* Start Input *

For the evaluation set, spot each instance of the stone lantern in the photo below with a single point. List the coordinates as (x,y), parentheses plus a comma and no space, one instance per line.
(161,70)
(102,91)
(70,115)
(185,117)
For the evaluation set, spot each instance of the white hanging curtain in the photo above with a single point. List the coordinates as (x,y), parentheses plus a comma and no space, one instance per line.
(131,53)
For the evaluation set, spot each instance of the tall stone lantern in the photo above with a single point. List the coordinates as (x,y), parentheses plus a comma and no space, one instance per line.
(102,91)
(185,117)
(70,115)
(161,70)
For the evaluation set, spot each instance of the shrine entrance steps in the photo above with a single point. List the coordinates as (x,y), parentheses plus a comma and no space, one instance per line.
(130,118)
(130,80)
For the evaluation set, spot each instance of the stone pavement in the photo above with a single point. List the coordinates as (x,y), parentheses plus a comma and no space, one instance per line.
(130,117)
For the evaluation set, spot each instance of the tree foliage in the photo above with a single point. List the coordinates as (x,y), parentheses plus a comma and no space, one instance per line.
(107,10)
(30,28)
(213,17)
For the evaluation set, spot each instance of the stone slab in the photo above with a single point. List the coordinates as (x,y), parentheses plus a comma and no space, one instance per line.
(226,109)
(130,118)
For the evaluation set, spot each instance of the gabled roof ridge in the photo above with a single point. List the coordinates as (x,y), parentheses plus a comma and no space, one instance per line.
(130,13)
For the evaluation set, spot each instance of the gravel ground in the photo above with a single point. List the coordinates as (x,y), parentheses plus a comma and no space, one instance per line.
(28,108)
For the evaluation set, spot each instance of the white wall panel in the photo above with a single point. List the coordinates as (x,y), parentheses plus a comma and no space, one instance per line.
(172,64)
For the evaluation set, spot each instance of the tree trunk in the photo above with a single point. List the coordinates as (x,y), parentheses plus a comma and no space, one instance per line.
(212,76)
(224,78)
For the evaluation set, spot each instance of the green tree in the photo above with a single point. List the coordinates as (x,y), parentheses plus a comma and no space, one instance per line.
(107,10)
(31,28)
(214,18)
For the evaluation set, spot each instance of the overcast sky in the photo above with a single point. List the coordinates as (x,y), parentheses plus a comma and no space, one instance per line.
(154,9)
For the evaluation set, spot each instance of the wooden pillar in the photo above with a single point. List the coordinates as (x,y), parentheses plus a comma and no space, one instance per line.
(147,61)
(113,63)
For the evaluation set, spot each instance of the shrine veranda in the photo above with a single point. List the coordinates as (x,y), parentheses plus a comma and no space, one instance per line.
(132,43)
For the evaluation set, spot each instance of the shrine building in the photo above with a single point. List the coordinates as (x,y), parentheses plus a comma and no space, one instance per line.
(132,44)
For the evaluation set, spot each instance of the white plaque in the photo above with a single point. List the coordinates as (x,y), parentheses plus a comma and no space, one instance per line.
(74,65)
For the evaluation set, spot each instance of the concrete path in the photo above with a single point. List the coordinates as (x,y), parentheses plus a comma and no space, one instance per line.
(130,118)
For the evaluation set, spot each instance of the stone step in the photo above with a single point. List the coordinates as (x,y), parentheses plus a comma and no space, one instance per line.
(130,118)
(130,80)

* End Input *

Task to complete> Your task is to retype all the records above with nothing left out.

Final result>
For the evaluation set, spot each instance of the stone lantern in the photo below with a single point. List the coordinates as (x,y), parentheses plus a comma and no space, one instance per line.
(161,70)
(102,91)
(70,115)
(185,117)
For the evaluation set, spot each instance of the white hanging curtain in the photo above with a single point. List the coordinates as (x,y), parentheses plus a comma and no space, one instance per line.
(131,53)
For the evaluation set, spot each instance of the tall stone lantern in the photo above with a single point. List the coordinates as (x,y), parentheses plus a comma and no space, one instance per line.
(102,91)
(185,117)
(70,115)
(161,70)
For the evaluation set, spot each instance of the shrine entrance steps in the photo above with a single point. List the coordinates as (x,y), parentheses plus a comma and no space, one instance per line.
(130,118)
(130,80)
For the evaluation set, spot each instance of the stone pavement in the photo above with a single point. List the coordinates as (x,y), parentheses plus a comma and no space, one instance per line.
(130,117)
For the evaluation set, spot each instance of the tree foliage in the photo above with a single point. List the coordinates as (x,y), parentheses plus a comma and no space, one instance per line.
(107,10)
(30,28)
(213,17)
For the evaluation set, spot each instance of the stone slab in the photo above with a single point. List the coordinates as (x,y), parentheses plus a comma and no space, one instance per line.
(226,109)
(130,118)
For the evaluation set, spot each instance of the gabled roof ridge in the photo above with a single point. List the coordinates as (x,y), parentheses plus a comma and no space, one instance per line.
(130,13)
For the evaluation set, spot each instance of the gravel ground in the photo above with a single point. List the coordinates as (x,y), parentheses plus a comma and no space, one instance per line.
(28,108)
For the evaluation set, spot each instance of the white wall panel in the photo above with a single point. List the coordinates as (x,y), parentheses plus a comma and no space, one instance per line.
(172,64)
For the evaluation set, spot each instance of the tree trunk in the photo above with a single point. List the coordinates as (x,y), parentheses plus a comma and no space, one instance per line.
(212,76)
(224,78)
For the evaluation set, spot each instance of the green tree in the photo above with a single point. List the coordinates as (x,y), parentheses plus a comma and no space, one instance per line.
(107,10)
(31,28)
(214,18)
For the evaluation set, spot each instance of the overcast sky in the photo above with a single point. List the coordinates as (x,y), parentheses plus a comma and no space, one instance per line.
(154,9)
For the evaluation set, spot each instance of the wooden pillar in the photo above with a single point. List the coordinates as (x,y), parentheses plus a comma and no space, one instance per line.
(147,61)
(113,63)
For the evaluation set, spot each instance of the shrine veranda in the photo above with a single point. List the coordinates as (x,y), parentheses plus a comma and no space, one instance per line.
(132,43)
For the evaluation set, spot each instance of the shrine building in the photo above with a single point. List the coordinates as (x,y), parentheses plus a comma and no space, one instance per line.
(132,44)
For the evaluation set, spot each instance of the white plaque in the photo above with a single point. List the coordinates as (x,y), parentheses plus a comma and no space, one instance per line.
(74,65)
For the evaluation set, spot each instance of the concrete path in the photo above with a single point. List the coordinates as (x,y), parentheses plus a comma and no space, one instance per line.
(130,118)
For the evaluation set, spot each instance of the stone step in the photo above with a single point. List the coordinates as (x,y), parentheses plus a comma and no space, one instance per line.
(130,118)
(130,80)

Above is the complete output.